À compléter —
a: Indiquez si chacune des affirmations suivantes concorde avec le texte sur l'ironie romanesque, en répondant par oui ou par non et en citant à l'identique les mots du texte qui tranchent. (i) Certains lecteurs trouvent Gargantua vulgaire. (ii) Le texte soutient que Rabelais prône réellement une vie hédoniste. (iii) Les propos sur Rastignac sont uniquement élogieux.
b: D'après le texte sur l'ironie romanesque, quels sont les deux personnages des Liaisons dangereuses dont les lettres sont des lettres de libertins ?

Source —
----------
Kundera qualifie l'art du roman d'art ironique. En effet, le roman interroge, balaye les présupposés, détruit les certitudes et trace un chemin vers la vérité. Mais, en même temps, par son ambiguïté, le roman brouille les pistes et garde sa vérité enfouie, perdue dans l'oeuvre, inatteignable pour le lecteur.

Tout d'abord, le roman permet de dévoiler la vraie vérité par l'ironie. Le roman déchire le rideau des préinterprétations des choses, va à l'intérieur des choses, nous fait perdre la vue pour mieux voir. En effet, le genre romanesque dévelope cet art de l'ironie par la forme et les mots. L'ironie met en évidence les ambiguïtés autant sur l'histoire, les personnages et nous conduit à nous interroger sur la vérité propre au roman et pose le problème de l'interprétabilité. Gargantua de Rabelais est un livre très ambigu. Certains jugent le livre vulgaire alors que d'autres le trouvent fondamentalement humaniste. Mais, quelle est la substantifique moëlle de ce roman ? Au premier regard, nous pouvons avoir l'impression que Rabelais prône une vie hédoniste à la satisfaction maximale des passions, et des désirs. Mais, il suffit d'un minimum d'attention pour se rendre compte que les géants ne sont qu'un prétexte à écrire. Au contraire, à travers ce caractère démesuré et ironique, Rabelais met en garde les lecteurs contre la démesure humaine. L'ironie permet donc à Rabelais de faire passer la vérité au lecteur. Nous pouvons également penser au personnage de Rastignac dans Le Père Goriot de Balzac. En effet, le regard de l'écrivain sur l'arriviste est ambigü. Les propos le concernant sont à la fois élogieux et ironique. Les personnages romanesques montrent alors toute l'ambiguité de l'âme humaine et nous dévoilent la vérité sur la nature humaine. Dans Les Liaisons dangereuses, roman épistolaire, l'utilisation des lettres est ambigüe car on ne sait jamais si elles sont vraies et honnêtes ou bien des objets de manipulation. En effet, les lettres de Valmont et de Merteuil sont des lettres de libertins. Si bien que ces deux personnages tentent d'écrire ce que leurs destinataires veulent entendre. C'est à dire qu'ils ne se dévoilent que très peu. Ils développent des stratégies argumentatives. Si bien que, le lecteur doit aller au delà des mots écrits pour essayer de trouver le véritable enjeu de la lettre.
----------
Données fournies —

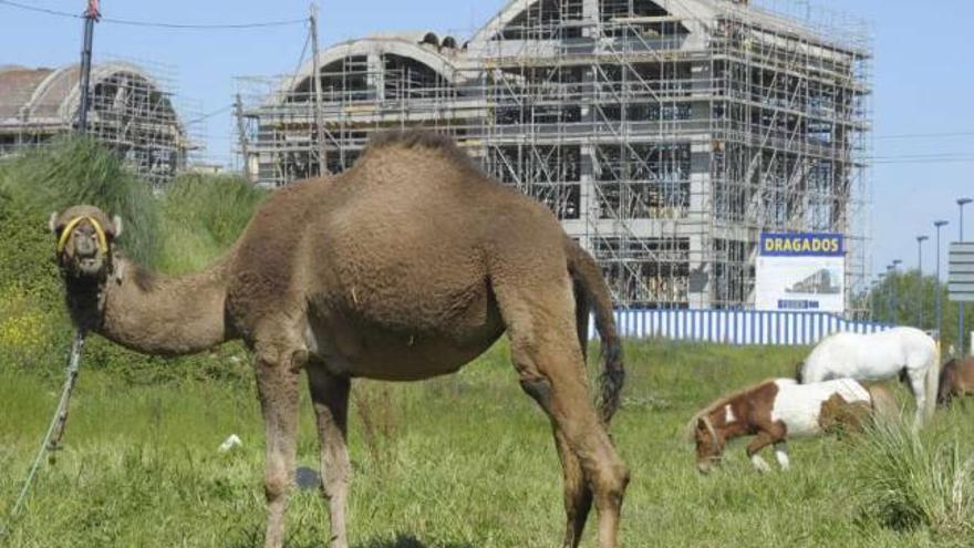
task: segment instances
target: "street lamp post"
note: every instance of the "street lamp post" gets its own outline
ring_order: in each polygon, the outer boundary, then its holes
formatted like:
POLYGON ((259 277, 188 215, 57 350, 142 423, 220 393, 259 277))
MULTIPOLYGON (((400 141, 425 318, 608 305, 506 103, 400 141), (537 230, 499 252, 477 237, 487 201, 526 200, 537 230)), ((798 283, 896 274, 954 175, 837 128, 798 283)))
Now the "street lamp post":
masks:
MULTIPOLYGON (((957 208, 961 211, 961 218, 959 219, 961 223, 957 225, 957 231, 961 236, 961 241, 964 241, 964 206, 970 204, 971 198, 957 198, 957 208)), ((964 352, 964 302, 957 301, 957 351, 961 355, 966 354, 964 352)))
POLYGON ((916 328, 923 329, 923 242, 929 236, 916 237, 916 328))
POLYGON ((893 268, 893 275, 890 277, 890 287, 893 292, 893 323, 900 323, 900 296, 897 290, 897 280, 900 278, 898 275, 900 273, 899 268, 902 262, 900 259, 893 259, 893 262, 890 263, 893 268))
POLYGON ((936 344, 940 348, 940 341, 943 339, 943 304, 941 303, 941 288, 940 288, 940 229, 944 226, 950 225, 946 220, 935 220, 933 221, 933 226, 936 227, 936 291, 934 292, 934 298, 936 300, 936 344))

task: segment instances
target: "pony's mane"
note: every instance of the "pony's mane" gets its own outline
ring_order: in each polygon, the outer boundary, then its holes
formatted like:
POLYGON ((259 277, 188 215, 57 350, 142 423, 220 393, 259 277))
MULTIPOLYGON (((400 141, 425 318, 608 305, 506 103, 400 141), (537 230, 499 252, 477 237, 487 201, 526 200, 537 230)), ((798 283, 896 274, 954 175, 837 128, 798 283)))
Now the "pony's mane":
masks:
POLYGON ((480 173, 480 169, 474 164, 470 156, 462 151, 453 137, 429 130, 405 130, 405 131, 387 131, 376 133, 369 141, 369 146, 362 154, 362 159, 369 156, 375 156, 390 148, 425 148, 429 152, 439 154, 457 167, 464 169, 473 169, 480 173))
POLYGON ((734 400, 737 400, 738 397, 743 396, 744 394, 747 394, 748 392, 752 392, 760 386, 764 386, 767 383, 775 382, 776 380, 777 379, 765 379, 761 382, 752 384, 750 386, 740 389, 736 392, 732 392, 729 394, 723 395, 723 396, 714 400, 706 407, 702 409, 695 415, 693 415, 693 417, 690 420, 690 422, 686 423, 686 426, 684 426, 684 431, 683 431, 684 440, 686 440, 687 442, 693 441, 694 432, 696 432, 696 422, 700 421, 701 418, 703 418, 704 416, 709 415, 714 411, 717 411, 718 409, 723 407, 724 405, 727 405, 728 403, 733 402, 734 400))

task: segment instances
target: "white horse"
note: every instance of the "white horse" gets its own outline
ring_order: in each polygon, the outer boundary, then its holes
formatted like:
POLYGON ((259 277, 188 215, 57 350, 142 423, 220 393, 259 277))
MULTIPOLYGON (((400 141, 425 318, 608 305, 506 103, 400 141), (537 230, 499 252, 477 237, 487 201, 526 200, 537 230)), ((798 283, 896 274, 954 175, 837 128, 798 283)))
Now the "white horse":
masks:
POLYGON ((933 415, 940 352, 933 338, 916 328, 827 337, 799 364, 797 380, 800 383, 842 378, 880 381, 903 372, 916 399, 914 427, 919 427, 924 417, 933 415))

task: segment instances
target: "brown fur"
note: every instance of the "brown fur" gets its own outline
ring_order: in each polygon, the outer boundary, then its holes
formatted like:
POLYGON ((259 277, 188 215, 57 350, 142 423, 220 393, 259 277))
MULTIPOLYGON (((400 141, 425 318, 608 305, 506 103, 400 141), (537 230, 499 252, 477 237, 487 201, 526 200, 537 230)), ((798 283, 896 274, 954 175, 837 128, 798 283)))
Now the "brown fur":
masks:
MULTIPOLYGON (((72 215, 77 209, 58 221, 63 227, 72 215)), ((604 425, 623 381, 608 288, 549 210, 483 175, 444 137, 380 136, 344 174, 279 190, 222 259, 187 277, 142 272, 114 244, 101 270, 79 276, 72 254, 90 247, 86 225, 59 257, 80 329, 153 354, 236 338, 253 350, 268 547, 283 540, 302 369, 321 437, 331 546, 344 548, 351 380, 452 373, 505 331, 521 386, 552 424, 564 477, 563 546, 578 546, 592 503, 600 546, 618 546, 629 472, 604 425), (584 380, 589 307, 604 355, 601 415, 584 380)))
POLYGON ((862 432, 872 406, 866 402, 847 402, 841 395, 832 394, 822 402, 818 424, 826 434, 862 432))
POLYGON ((936 404, 950 406, 954 396, 974 394, 974 356, 953 359, 940 372, 936 404))
POLYGON ((893 393, 885 386, 873 384, 866 386, 870 402, 847 402, 841 395, 832 394, 822 402, 818 424, 826 434, 854 434, 866 428, 872 421, 891 421, 900 407, 893 393))
MULTIPOLYGON (((899 409, 892 394, 883 386, 867 386, 870 402, 847 402, 839 394, 822 402, 818 415, 818 425, 823 433, 859 432, 867 420, 892 418, 899 409)), ((774 380, 722 396, 694 415, 687 425, 687 432, 696 443, 697 468, 706 473, 714 462, 718 461, 727 441, 735 437, 753 435, 747 446, 748 458, 768 445, 785 452, 788 428, 781 421, 773 420, 775 399, 778 397, 778 385, 774 380), (727 421, 727 409, 733 420, 727 421)), ((781 457, 779 457, 781 458, 781 457)), ((760 461, 764 469, 767 464, 760 461)), ((784 459, 783 459, 784 461, 784 459)), ((783 462, 783 466, 787 462, 783 462)))
POLYGON ((690 427, 696 442, 697 468, 708 472, 712 463, 721 458, 727 441, 735 437, 755 436, 747 446, 748 458, 768 445, 784 442, 785 425, 771 420, 777 393, 774 381, 763 381, 722 396, 694 415, 690 427), (727 406, 734 414, 733 423, 726 420, 727 406))

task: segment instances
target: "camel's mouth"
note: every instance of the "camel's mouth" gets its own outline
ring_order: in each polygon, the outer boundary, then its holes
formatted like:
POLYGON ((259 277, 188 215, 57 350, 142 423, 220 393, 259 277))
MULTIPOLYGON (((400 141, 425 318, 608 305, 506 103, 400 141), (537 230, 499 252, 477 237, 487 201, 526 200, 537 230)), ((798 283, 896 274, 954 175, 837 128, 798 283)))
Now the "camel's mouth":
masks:
POLYGON ((96 278, 102 275, 105 268, 105 258, 102 254, 89 255, 84 257, 69 255, 62 256, 62 265, 68 272, 77 278, 96 278))

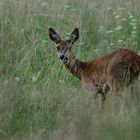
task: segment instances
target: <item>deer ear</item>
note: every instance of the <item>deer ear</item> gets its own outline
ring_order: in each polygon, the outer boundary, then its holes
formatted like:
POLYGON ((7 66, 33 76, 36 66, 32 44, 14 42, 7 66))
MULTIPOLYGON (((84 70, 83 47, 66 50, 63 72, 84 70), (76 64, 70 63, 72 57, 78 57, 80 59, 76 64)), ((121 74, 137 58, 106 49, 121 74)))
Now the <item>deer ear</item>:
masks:
POLYGON ((49 28, 49 37, 56 44, 61 41, 59 34, 53 28, 49 28))
POLYGON ((79 29, 75 28, 74 31, 70 34, 69 41, 73 44, 79 39, 79 29))

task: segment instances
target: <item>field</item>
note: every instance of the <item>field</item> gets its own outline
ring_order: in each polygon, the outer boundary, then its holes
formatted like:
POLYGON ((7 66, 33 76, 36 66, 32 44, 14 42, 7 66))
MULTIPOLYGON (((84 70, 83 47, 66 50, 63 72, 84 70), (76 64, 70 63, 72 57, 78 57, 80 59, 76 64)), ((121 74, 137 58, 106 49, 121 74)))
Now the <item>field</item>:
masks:
POLYGON ((140 55, 139 0, 1 0, 0 139, 140 140, 140 78, 123 105, 109 93, 98 112, 57 58, 50 27, 63 38, 79 28, 83 61, 119 47, 140 55))

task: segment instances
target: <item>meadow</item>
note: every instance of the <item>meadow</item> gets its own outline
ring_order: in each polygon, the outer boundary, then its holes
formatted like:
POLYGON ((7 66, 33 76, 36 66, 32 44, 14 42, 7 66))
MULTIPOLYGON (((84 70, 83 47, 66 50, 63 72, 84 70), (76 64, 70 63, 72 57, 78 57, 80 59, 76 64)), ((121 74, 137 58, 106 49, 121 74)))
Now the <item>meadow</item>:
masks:
POLYGON ((140 78, 125 105, 109 93, 99 113, 57 58, 50 27, 63 38, 79 28, 83 61, 119 47, 140 55, 139 0, 1 0, 0 139, 139 140, 140 78))

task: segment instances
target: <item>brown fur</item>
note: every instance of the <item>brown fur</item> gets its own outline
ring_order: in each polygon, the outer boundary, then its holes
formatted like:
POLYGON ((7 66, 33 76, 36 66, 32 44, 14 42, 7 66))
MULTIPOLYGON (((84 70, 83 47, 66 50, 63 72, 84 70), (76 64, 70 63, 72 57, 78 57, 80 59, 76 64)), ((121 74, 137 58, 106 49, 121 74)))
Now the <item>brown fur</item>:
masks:
MULTIPOLYGON (((72 37, 78 34, 74 33, 75 30, 72 37)), ((59 36, 58 38, 60 39, 59 36)), ((140 56, 130 49, 119 48, 92 61, 82 62, 76 59, 71 51, 73 42, 61 39, 57 42, 58 54, 67 50, 67 60, 63 60, 66 68, 82 81, 82 85, 93 93, 95 99, 101 97, 101 104, 109 90, 115 96, 121 96, 124 87, 132 84, 140 75, 140 56)))

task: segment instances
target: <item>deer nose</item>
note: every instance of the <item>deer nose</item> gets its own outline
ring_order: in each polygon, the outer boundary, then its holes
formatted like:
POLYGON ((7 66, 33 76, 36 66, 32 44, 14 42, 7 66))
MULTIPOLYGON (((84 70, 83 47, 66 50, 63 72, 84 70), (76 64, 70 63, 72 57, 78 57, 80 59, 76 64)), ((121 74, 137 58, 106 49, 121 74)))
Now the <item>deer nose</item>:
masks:
POLYGON ((59 57, 61 60, 63 60, 64 58, 65 58, 65 55, 64 54, 62 54, 62 55, 60 55, 60 57, 59 57))

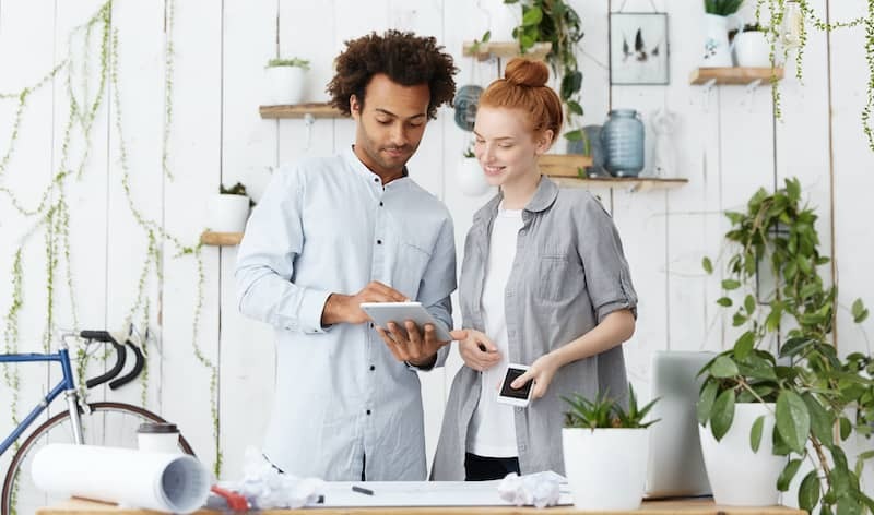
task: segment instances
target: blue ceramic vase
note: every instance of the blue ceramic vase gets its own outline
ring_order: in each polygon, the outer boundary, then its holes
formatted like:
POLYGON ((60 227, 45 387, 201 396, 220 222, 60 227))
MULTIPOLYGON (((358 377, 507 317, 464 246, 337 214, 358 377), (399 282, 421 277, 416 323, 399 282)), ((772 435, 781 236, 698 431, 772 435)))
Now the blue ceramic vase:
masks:
POLYGON ((637 177, 643 169, 643 122, 634 109, 613 109, 601 129, 604 168, 616 177, 637 177))

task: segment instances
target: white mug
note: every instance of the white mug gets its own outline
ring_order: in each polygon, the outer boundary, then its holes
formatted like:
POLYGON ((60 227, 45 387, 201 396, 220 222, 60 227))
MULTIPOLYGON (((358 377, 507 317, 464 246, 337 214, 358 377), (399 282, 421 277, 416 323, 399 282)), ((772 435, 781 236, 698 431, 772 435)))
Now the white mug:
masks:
----------
Résultats attendus —
a:
(i) Oui : « Certains jugent le livre vulgaire ».
(ii) Non : « Au contraire, à travers ce caractère démesuré et ironique, Rabelais met en garde les lecteurs contre la démesure humaine. »
(iii) Non : « Les propos le concernant sont à la fois élogieux et ironique. »

b: Valmont et Merteuil.